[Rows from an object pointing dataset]
......
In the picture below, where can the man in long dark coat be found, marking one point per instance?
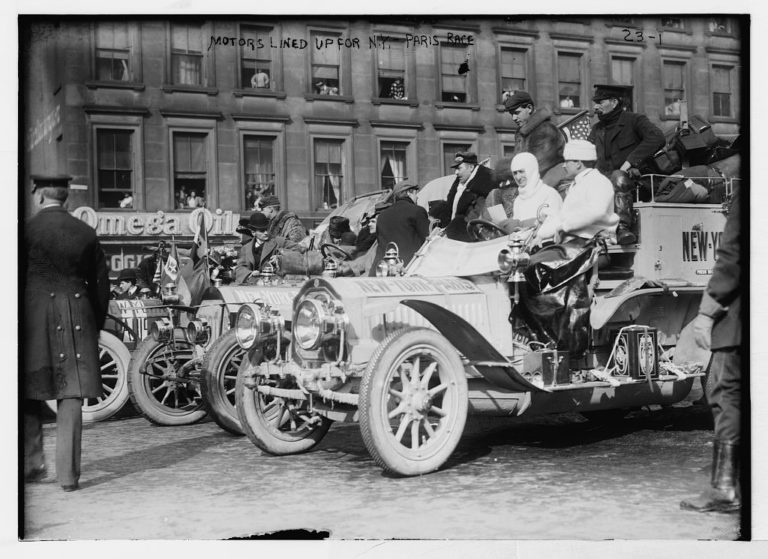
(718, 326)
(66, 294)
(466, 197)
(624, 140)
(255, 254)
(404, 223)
......
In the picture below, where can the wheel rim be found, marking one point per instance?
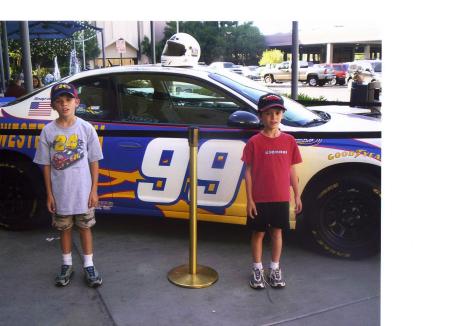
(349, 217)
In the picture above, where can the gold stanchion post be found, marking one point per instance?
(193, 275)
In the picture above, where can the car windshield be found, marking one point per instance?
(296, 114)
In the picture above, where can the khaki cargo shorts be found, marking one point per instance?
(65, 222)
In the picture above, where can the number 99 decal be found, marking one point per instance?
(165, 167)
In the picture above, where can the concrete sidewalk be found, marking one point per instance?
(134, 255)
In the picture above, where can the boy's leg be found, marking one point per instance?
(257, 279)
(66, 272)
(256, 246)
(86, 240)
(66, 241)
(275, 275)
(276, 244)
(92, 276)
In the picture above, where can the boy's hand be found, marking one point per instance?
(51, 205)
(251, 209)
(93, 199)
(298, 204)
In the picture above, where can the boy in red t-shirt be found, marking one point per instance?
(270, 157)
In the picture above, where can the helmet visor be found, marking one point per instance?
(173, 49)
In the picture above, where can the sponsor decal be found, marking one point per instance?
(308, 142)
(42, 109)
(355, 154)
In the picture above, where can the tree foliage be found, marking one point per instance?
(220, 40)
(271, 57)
......
**Work to be completed**
List each line of the items above that contains the word "below".

**Answer to this exercise**
In the picture below, where can the man in long dark coat be found, marking one point per instance?
In the picture below, where can the wheel rim be found, marking one point per instance?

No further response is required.